#### Your objective:
Beginning with the line containing "Look at the photo above. For each instance of the cluster", give every line again exactly as it is, ending with the last line of the entries.

#### Data extracts:
====

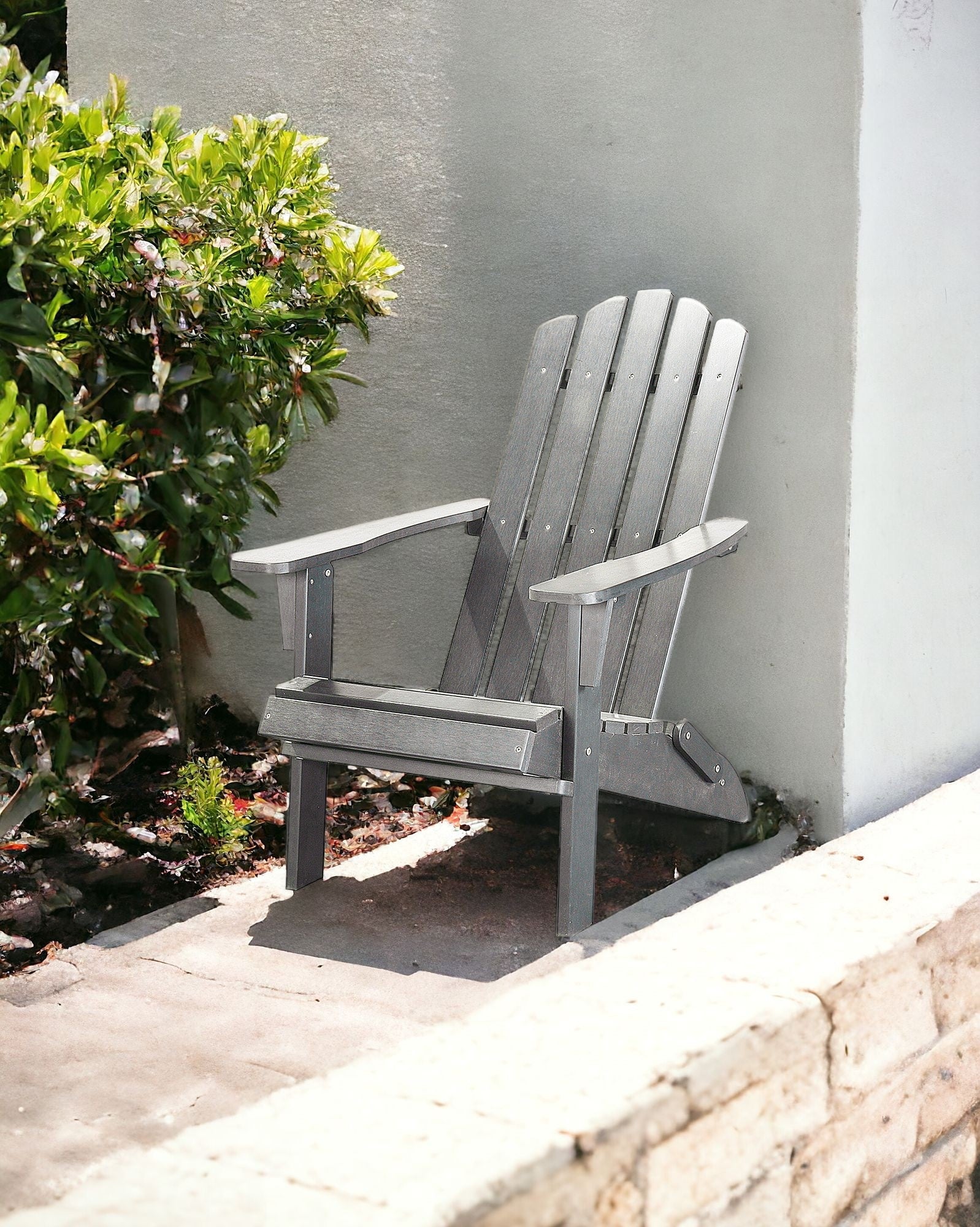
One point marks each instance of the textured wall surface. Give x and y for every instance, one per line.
x=529, y=160
x=802, y=1050
x=913, y=693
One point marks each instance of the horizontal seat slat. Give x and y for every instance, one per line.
x=442, y=738
x=534, y=717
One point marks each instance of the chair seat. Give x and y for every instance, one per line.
x=521, y=738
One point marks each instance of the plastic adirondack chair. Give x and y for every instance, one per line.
x=576, y=714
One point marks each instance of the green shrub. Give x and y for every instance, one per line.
x=41, y=30
x=209, y=810
x=171, y=316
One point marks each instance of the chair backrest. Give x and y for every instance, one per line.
x=647, y=428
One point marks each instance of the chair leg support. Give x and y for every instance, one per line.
x=578, y=860
x=581, y=752
x=306, y=824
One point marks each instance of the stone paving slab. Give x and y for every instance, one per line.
x=192, y=1013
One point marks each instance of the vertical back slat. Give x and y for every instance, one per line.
x=553, y=515
x=505, y=520
x=679, y=372
x=694, y=484
x=621, y=424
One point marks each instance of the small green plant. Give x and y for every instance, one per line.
x=209, y=812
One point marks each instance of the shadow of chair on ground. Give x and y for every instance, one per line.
x=479, y=911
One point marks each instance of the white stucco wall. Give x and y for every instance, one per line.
x=913, y=673
x=528, y=160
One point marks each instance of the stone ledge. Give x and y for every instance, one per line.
x=670, y=1075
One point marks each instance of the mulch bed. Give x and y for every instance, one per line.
x=128, y=852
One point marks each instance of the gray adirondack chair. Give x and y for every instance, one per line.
x=567, y=709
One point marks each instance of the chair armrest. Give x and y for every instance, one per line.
x=304, y=553
x=616, y=577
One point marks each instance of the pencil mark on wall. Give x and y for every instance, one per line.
x=916, y=18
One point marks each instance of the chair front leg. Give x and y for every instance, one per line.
x=310, y=608
x=588, y=633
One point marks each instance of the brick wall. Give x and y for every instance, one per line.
x=799, y=1051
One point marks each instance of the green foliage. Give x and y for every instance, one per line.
x=208, y=809
x=171, y=316
x=41, y=30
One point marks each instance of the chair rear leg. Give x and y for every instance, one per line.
x=306, y=824
x=578, y=856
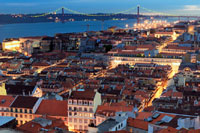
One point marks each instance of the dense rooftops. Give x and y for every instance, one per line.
x=24, y=102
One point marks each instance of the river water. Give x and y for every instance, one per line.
x=50, y=29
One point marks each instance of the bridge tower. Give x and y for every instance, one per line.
x=138, y=14
x=63, y=11
x=63, y=15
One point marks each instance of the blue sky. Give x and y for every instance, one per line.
x=93, y=6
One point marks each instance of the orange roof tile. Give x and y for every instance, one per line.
x=53, y=108
x=5, y=101
x=138, y=124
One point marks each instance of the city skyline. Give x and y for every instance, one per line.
x=92, y=6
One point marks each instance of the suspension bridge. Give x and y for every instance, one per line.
x=139, y=11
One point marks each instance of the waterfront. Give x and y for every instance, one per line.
x=50, y=29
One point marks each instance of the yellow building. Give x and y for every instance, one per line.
x=2, y=89
x=11, y=45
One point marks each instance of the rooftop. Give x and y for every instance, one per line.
x=24, y=102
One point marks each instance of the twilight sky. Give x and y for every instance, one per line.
x=93, y=6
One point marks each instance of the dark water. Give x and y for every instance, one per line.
x=50, y=29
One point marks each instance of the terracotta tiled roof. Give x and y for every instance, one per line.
x=5, y=101
x=84, y=95
x=110, y=109
x=24, y=102
x=34, y=127
x=168, y=130
x=138, y=124
x=53, y=108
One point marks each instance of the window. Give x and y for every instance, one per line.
x=91, y=103
x=80, y=102
x=85, y=127
x=91, y=121
x=70, y=113
x=80, y=127
x=75, y=120
x=70, y=119
x=74, y=101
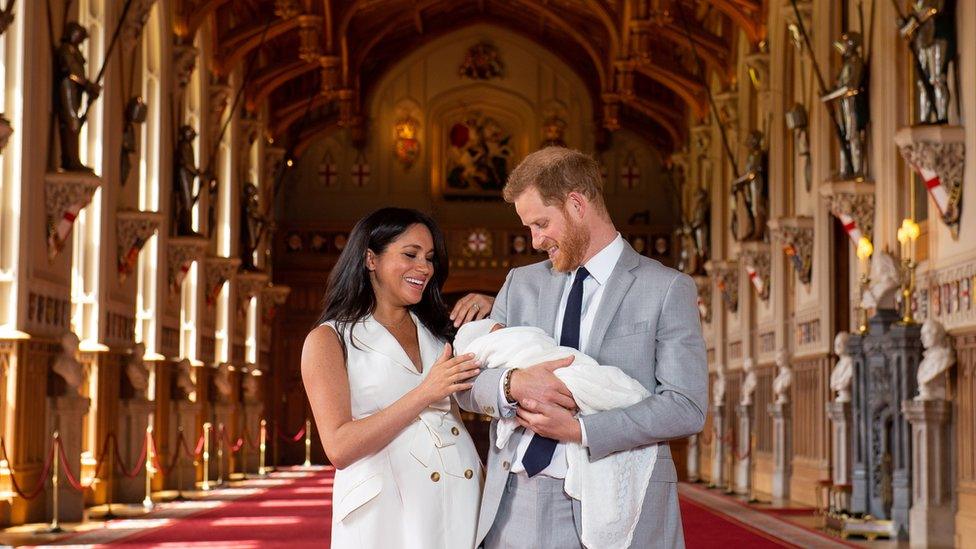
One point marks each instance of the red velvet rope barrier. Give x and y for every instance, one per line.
x=297, y=437
x=140, y=461
x=41, y=480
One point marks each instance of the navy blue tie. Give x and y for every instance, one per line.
x=539, y=453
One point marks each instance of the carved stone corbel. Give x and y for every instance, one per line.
x=852, y=202
x=134, y=228
x=938, y=155
x=181, y=252
x=754, y=257
x=65, y=195
x=704, y=286
x=795, y=234
x=310, y=47
x=218, y=270
x=184, y=63
x=726, y=276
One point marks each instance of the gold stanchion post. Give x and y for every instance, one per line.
x=262, y=472
x=206, y=456
x=308, y=443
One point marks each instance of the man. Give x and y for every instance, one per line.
x=597, y=294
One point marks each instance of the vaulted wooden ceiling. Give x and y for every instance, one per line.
x=316, y=61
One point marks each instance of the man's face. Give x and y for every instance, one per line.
x=553, y=230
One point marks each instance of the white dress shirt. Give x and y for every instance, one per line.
x=599, y=266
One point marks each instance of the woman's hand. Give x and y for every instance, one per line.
x=471, y=307
x=448, y=375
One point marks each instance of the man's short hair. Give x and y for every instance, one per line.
x=555, y=172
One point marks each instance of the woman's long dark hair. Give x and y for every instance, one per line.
x=349, y=296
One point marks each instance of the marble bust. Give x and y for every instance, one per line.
x=885, y=281
x=136, y=370
x=66, y=363
x=748, y=383
x=843, y=372
x=784, y=377
x=937, y=358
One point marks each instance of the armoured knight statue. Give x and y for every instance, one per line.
x=751, y=189
x=930, y=31
x=852, y=116
x=184, y=193
x=135, y=113
x=252, y=226
x=71, y=85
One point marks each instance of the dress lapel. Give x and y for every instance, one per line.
x=549, y=295
x=371, y=334
x=617, y=286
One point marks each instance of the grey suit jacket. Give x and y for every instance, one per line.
x=647, y=324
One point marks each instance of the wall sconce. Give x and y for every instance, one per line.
x=864, y=251
x=908, y=233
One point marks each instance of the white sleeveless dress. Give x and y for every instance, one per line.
x=422, y=490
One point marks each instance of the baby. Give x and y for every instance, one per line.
x=610, y=490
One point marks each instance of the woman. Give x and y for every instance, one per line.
x=379, y=377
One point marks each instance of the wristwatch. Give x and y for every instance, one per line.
x=507, y=387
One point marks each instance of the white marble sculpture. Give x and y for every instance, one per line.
x=250, y=388
x=66, y=363
x=183, y=378
x=718, y=388
x=885, y=281
x=749, y=383
x=136, y=370
x=843, y=372
x=937, y=358
x=784, y=377
x=222, y=383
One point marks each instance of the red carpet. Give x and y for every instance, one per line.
x=705, y=528
x=295, y=515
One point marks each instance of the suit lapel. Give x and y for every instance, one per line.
x=549, y=296
x=613, y=295
x=371, y=334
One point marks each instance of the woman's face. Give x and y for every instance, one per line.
x=401, y=272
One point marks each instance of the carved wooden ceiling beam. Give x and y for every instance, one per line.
x=273, y=78
x=240, y=43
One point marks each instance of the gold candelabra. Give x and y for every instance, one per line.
x=908, y=233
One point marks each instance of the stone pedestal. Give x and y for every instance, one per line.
x=932, y=517
x=840, y=420
x=782, y=449
x=694, y=459
x=251, y=453
x=220, y=455
x=183, y=414
x=133, y=418
x=743, y=450
x=718, y=445
x=65, y=414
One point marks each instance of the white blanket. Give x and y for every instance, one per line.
x=610, y=490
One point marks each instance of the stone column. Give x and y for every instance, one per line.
x=66, y=414
x=718, y=446
x=840, y=420
x=743, y=449
x=183, y=414
x=931, y=517
x=782, y=449
x=694, y=464
x=133, y=419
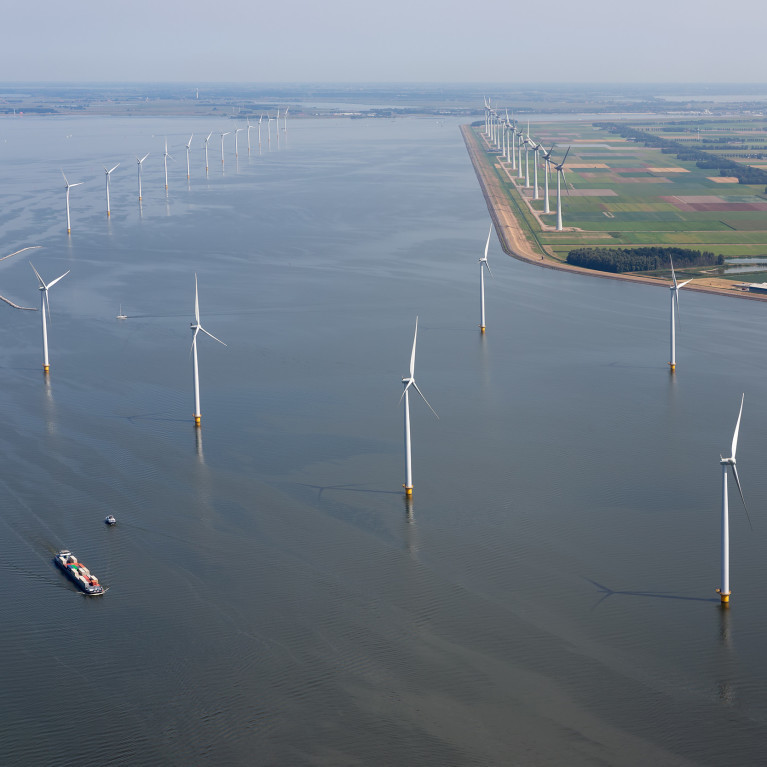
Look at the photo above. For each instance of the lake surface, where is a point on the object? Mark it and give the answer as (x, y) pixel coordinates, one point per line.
(547, 597)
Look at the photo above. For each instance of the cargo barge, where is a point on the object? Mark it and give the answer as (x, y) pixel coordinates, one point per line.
(78, 573)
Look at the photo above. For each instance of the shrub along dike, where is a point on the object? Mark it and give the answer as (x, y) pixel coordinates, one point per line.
(618, 260)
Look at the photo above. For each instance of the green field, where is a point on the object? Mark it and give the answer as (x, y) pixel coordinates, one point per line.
(649, 197)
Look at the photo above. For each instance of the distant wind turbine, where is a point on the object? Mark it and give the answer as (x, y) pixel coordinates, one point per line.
(196, 328)
(109, 173)
(139, 163)
(222, 144)
(675, 288)
(236, 150)
(724, 589)
(69, 186)
(408, 382)
(165, 163)
(45, 305)
(188, 147)
(547, 160)
(560, 169)
(205, 143)
(482, 266)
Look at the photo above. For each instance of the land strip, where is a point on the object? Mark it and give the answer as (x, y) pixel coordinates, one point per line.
(516, 243)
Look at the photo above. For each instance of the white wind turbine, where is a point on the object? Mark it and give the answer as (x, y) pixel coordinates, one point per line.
(408, 382)
(560, 169)
(196, 328)
(165, 157)
(236, 150)
(139, 163)
(675, 288)
(482, 266)
(45, 305)
(205, 143)
(724, 589)
(109, 173)
(188, 147)
(547, 160)
(222, 144)
(69, 186)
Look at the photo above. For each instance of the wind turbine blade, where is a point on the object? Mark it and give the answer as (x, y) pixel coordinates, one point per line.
(737, 428)
(740, 490)
(415, 386)
(196, 303)
(194, 340)
(42, 284)
(212, 336)
(51, 284)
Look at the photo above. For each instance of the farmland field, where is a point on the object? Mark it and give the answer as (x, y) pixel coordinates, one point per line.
(623, 194)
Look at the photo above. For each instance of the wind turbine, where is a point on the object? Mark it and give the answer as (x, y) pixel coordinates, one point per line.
(205, 143)
(408, 382)
(547, 160)
(139, 162)
(108, 172)
(236, 131)
(482, 266)
(165, 163)
(724, 589)
(222, 145)
(560, 169)
(69, 186)
(196, 328)
(675, 288)
(188, 147)
(44, 304)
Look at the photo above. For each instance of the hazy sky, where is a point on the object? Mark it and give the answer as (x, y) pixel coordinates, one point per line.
(389, 40)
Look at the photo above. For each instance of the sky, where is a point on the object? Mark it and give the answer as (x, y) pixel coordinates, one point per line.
(386, 41)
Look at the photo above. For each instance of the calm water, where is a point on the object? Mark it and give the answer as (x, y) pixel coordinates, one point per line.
(547, 598)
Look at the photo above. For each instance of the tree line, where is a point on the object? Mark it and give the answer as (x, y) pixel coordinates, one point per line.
(618, 260)
(705, 160)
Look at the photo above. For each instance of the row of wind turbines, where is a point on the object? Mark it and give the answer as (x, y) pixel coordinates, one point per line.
(188, 146)
(726, 463)
(510, 140)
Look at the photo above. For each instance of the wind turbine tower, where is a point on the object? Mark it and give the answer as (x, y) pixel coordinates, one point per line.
(408, 382)
(69, 186)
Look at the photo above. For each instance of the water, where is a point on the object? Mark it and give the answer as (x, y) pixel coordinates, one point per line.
(548, 596)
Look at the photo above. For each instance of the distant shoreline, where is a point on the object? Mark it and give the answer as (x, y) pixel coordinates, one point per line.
(515, 244)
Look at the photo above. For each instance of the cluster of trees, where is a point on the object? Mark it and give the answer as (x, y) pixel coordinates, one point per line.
(620, 260)
(744, 173)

====

#### Response to this task:
Look at the photo above. For each instance of the cluster of trees, where is a point on the object? Mark it and give the answer as (x, y) pixel coordinates, one point per line.
(620, 260)
(744, 173)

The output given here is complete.